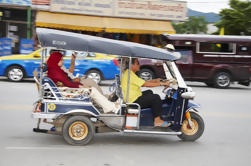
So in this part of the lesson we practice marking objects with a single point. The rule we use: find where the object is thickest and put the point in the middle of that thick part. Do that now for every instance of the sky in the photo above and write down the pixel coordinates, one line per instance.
(207, 5)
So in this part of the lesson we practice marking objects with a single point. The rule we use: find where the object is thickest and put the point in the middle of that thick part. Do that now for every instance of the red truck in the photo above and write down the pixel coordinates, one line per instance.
(213, 59)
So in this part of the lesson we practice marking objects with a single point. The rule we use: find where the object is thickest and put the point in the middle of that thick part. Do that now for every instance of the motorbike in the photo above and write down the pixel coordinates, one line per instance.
(78, 118)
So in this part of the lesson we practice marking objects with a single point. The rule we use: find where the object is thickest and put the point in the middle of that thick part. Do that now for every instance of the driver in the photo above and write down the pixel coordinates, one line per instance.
(145, 99)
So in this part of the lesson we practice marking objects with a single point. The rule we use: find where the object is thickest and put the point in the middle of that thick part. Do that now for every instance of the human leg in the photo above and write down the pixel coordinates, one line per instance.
(89, 82)
(103, 101)
(150, 100)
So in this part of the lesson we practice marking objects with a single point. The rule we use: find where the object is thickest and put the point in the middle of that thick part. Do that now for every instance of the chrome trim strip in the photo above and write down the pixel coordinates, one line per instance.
(67, 102)
(181, 116)
(44, 115)
(152, 132)
(80, 111)
(227, 56)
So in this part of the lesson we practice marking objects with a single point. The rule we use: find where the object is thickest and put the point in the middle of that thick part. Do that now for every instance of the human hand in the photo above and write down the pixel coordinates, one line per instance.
(83, 86)
(76, 79)
(165, 83)
(74, 54)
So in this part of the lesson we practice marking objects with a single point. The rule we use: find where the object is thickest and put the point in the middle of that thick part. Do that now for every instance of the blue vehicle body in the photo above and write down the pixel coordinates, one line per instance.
(84, 63)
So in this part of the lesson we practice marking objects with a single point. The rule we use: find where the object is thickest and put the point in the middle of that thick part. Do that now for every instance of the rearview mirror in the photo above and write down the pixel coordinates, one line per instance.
(188, 95)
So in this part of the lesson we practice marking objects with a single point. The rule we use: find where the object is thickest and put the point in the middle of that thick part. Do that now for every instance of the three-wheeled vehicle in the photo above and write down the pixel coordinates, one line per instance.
(78, 119)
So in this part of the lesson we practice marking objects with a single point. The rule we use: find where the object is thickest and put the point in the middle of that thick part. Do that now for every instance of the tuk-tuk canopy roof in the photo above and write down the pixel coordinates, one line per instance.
(80, 42)
(208, 38)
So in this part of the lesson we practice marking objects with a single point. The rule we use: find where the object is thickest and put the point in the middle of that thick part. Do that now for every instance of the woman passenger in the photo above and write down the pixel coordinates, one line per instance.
(55, 62)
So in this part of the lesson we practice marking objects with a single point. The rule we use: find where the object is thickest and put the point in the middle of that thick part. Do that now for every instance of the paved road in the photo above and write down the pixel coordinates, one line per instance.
(226, 140)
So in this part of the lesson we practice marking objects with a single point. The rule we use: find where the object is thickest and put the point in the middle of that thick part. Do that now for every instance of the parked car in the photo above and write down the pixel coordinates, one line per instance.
(212, 59)
(93, 65)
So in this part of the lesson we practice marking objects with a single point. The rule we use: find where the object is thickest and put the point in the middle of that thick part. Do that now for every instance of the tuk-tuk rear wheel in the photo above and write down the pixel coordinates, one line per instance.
(194, 132)
(78, 130)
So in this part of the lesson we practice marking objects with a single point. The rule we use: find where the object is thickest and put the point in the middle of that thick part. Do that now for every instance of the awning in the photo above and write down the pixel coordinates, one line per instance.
(99, 24)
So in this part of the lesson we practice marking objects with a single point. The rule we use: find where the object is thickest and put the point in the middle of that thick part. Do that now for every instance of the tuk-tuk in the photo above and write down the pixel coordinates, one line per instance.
(78, 119)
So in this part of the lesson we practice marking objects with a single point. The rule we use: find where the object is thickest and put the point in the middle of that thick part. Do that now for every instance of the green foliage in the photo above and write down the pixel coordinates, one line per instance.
(237, 20)
(193, 26)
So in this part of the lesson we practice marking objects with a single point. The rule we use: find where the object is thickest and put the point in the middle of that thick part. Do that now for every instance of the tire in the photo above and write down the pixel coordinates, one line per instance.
(15, 73)
(78, 130)
(146, 74)
(95, 75)
(222, 80)
(192, 134)
(210, 84)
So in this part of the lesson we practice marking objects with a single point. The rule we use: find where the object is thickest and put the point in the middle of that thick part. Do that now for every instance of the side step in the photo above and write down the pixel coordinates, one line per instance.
(153, 132)
(37, 130)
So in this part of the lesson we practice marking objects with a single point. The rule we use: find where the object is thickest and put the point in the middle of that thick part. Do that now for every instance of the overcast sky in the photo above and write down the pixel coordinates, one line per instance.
(207, 5)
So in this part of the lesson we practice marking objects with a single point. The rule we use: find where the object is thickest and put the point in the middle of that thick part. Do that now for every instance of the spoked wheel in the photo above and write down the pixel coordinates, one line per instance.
(78, 130)
(194, 132)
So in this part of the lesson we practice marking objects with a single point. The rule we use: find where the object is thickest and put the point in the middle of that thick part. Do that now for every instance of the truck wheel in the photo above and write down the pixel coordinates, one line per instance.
(146, 74)
(15, 73)
(210, 84)
(78, 130)
(95, 75)
(192, 134)
(222, 80)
◆ ◆ ◆ ◆ ◆ ◆ ◆
Word for word, quote the full listing, omitting every picture.

== RESPONSE TO THIS EXERCISE ==
So in this part of the lesson we practice marking objects with a single point. The rule we use: find where the object is thickest and put the point in the middle of that thick part. Do that now for every instance of the sky in the photo above and write down the pixel coordinates, one line per instance.
(207, 5)
So in this part of the lesson we practice marking objects with a single point. The rule we use: find where the object is thickest and put the point in the middle of that thick part. Do that now for every instance of the red truck in the photo above and write down the pixel coordinates, one line per instance.
(213, 59)
So in this part of the lesson we practice marking objects with a single point. The rule we use: find where the object is thickest and put the point in the middle of that thick part. Do that now for every instance of the motorbike in the photo above and write down the pixel coordinates, one line per instance.
(78, 118)
So in this part of the lesson we practice marking objects with a single point. The rule we use: find where the object is thickest and put the point in the middle of that thick part. Do that now for every instance of the driver in the photo above and write down the pixel coordinates, one line per instance.
(145, 99)
So in this part of the lesson we practice marking objects with a single point. The rule we use: find where the object is thickest and put the point in the middle of that thick part. Do that now for every instance of the human leg in the photo above and write down the pixel coordinates, one line per instance.
(89, 82)
(103, 101)
(150, 100)
So in this part of the lesson we practice marking objects with a single point. The rule we use: find where the object is thickest and put the point in the middle of that thick part. Do that now for every instance of the chrome trim strip in the photo above and write down the pixel coordinates, one line per instance.
(67, 102)
(181, 116)
(44, 115)
(152, 132)
(80, 111)
(227, 56)
So in this part of the lesson we practice marking objects with a single point. The rule we use: find where the object is thickest and put the point in the middle of that thick part. Do that now for every instance of the human hand in the photo above and write down the pixel coordinates, one line per instance.
(83, 86)
(76, 79)
(165, 83)
(74, 54)
So in this part of the lesson we practice marking objects with a single point. The rule we use: find where the object is thickest and put the point in the middle of that thick part. Do that now for every instance of the blue vehicle body in the photo above and write down the pixel coordinates, one line per instance.
(84, 63)
So in this part of the lesson we practice marking objects with a single point. The rule we use: find where the object is thickest and put the point in the middle of that thick part. Do that now for every instance of the rearview mirror in the photo above and write down the pixel coordinates, one line per instance.
(188, 95)
So in this part of the lesson we practice marking objects with a single point. The rule we use: find where the object is thickest and put the point in the middle of that thick part. Do that now for every instance of the three-wheeled vehicle in the photo above and write down the pixel coordinates, one line per instance.
(78, 119)
So in this part of the lesson we practice marking objects with a single point. The rule we use: find where the object is thickest and put the point in the middle of that thick part. Do that now for every instance of the tuk-tuk canopy roof in the photo above and write down the pixel coordinates, one line per instance.
(80, 42)
(208, 38)
So in this part of the lesson we practice marking objects with a single point. The rule we use: find where the object is thickest and put the point in the middle of that thick part. Do that now for every instance of the woman passenger in the photo above and write down the pixel coordinates, one line per instance.
(55, 62)
So in this part of the lesson we practice marking objects with a single point. The rule we use: find where the object is thickest and put the point in the middle of that thick part. Do that now for every instance of the paved road in the photo above and write down the pixel coordinates, one line per instance.
(226, 140)
So in this part of the lesson we practice marking objects with a single point. The rule we use: find where the object is thickest and put the point in the middle of that thick part. Do that now for every instance of the parked car in the photo above and write down the pixel coordinates, one line per instance.
(212, 59)
(93, 65)
So in this part of the lesson we practice marking objects with a single point. The rule we use: find where the object is thickest and put the point in the middle of that thick part. Do that now for every instance of the tuk-tuk rear wheel in the photo above and write down the pixel coordinates, one line per instance.
(194, 132)
(78, 130)
So in this part of the lesson we practice marking objects with a single point. The rule we use: find where the object is thickest and put the point in the middle of that thick part. Do that now for every instance of the awning in the photo above and write down the pixel coordinates, one line per instance.
(99, 24)
So in this part of the lesson we practice marking objects with a single point. The rule we use: find where the object is thickest and put the point in the middle of that thick part. Do that now for every instance of the tuk-tuk in the photo above and write down the pixel coordinates, one line per instance.
(78, 119)
So in this part of the lesson we practice marking objects with a single point. The rule we use: find where the object is thickest and put the point in the middle of that thick part. Do that now for every instance of the green foliage in the photo above and write down the pixel coordinates, one line per instance.
(237, 20)
(193, 26)
So in this part of the lesson we practice marking objects with a single point. The rule we use: find where the object is thickest and put the point in the middle of that thick part. Do that now for every instance of the tire in the photo above and write down the pixel coordinates, one line per instance.
(15, 73)
(78, 130)
(146, 74)
(95, 75)
(222, 80)
(192, 134)
(210, 84)
So in this part of the lesson we practice marking objects with a single point. The rule we use: find where the object is thickest and put the point in the middle of that thick part. Do that now for every instance of the side step in the photo above and write down the pixel coordinates, one line per instance.
(153, 132)
(37, 130)
So in this part of the lesson we practice marking objects with a single point. The rule we use: find where the object is thickest and put the point in the middle of that thick part. Do that now for every instance of the overcast sky in the photo above and write down the pixel coordinates, one line per instance.
(207, 5)
So in this part of the lesson we practice marking objects with a single point. The rule we use: find where the object is thickest and put the point in the middle of that thick part. Do that now for every instance of the spoked wheel in the photo above and write down the pixel coordinates, one line per instance.
(78, 130)
(194, 132)
So in this part of the lesson we practice marking objects with a single point. The rule we use: find where the object is thickest and put the point in the middle of that thick part. Do that now for every instance of the truck wheel in the photo above and write down the pixel coordinates, one line per instance.
(146, 74)
(15, 73)
(210, 84)
(78, 130)
(95, 75)
(192, 134)
(222, 80)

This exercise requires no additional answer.